■ Aim:
Set out every line of the data below as a Markdown table with columns headed "Row" and "Line," numbering the rows and omitting blank lines. Leave the pictures out of the table.

━━━ Information shown ━━━

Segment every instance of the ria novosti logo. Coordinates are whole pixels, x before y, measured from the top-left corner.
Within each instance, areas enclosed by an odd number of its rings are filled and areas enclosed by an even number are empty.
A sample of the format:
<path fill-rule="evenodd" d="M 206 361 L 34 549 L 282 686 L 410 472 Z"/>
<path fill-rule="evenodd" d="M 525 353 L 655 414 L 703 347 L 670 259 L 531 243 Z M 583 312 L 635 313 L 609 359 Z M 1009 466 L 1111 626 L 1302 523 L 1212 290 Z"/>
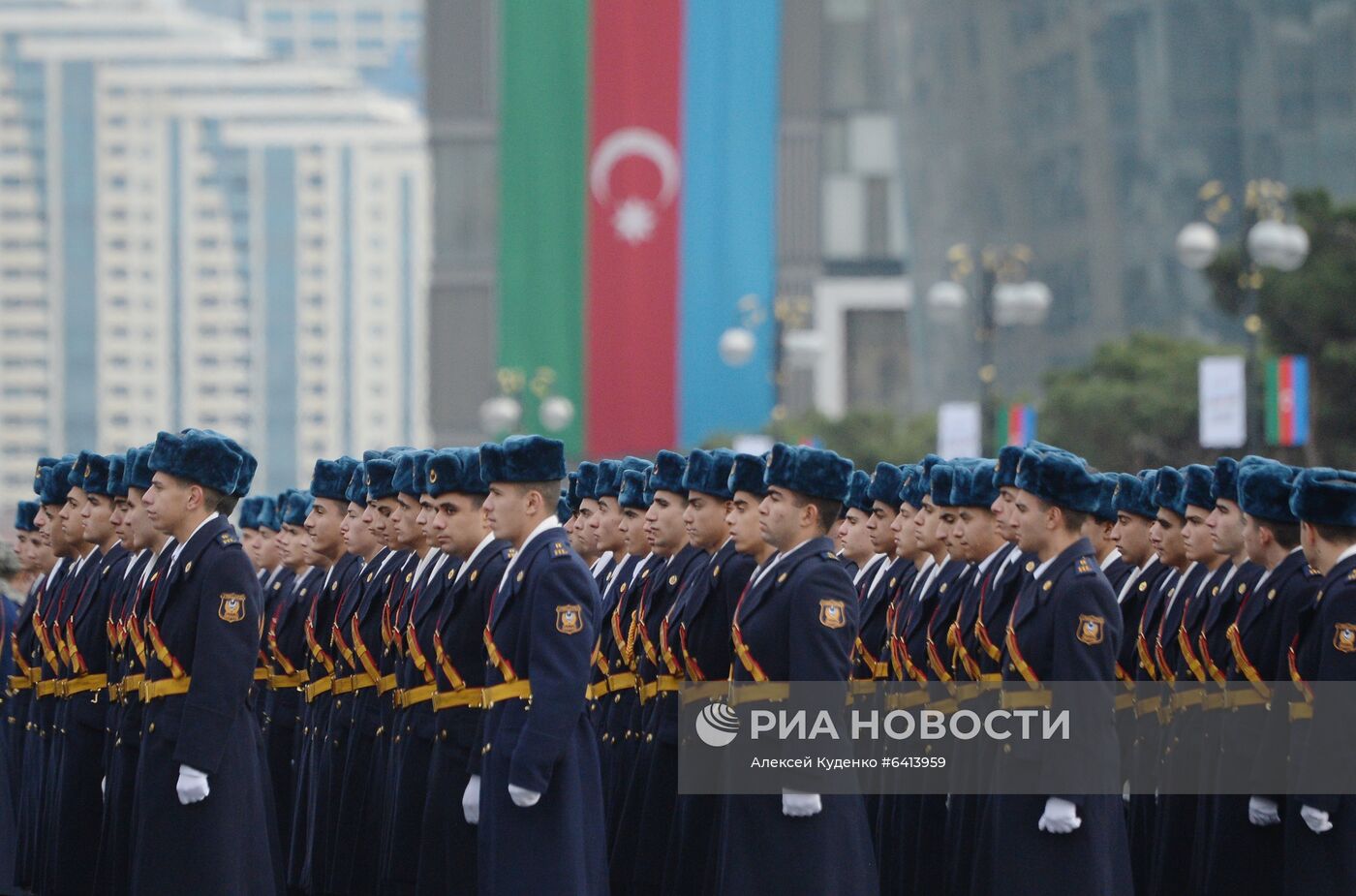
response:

━━━

■ Task response:
| Row | Line |
|---|---|
| 1 | Segment every instance of the ria novosti logo. Coordinates are whole pixels, x before y, measured from the top-left corner. |
| 2 | Within each instance, areas enclosed by an odd number of its rings are filled and areas enclosed by an even number are empty. |
| 3 | A sample of the format: |
| 4 | <path fill-rule="evenodd" d="M 206 361 L 34 549 L 282 686 L 410 472 Z"/> |
| 5 | <path fill-rule="evenodd" d="M 525 353 L 655 414 L 703 347 L 670 259 L 531 243 Z M 583 312 L 635 313 L 609 359 Z M 1009 466 L 1111 626 L 1302 523 L 1212 290 Z"/> |
| 6 | response: |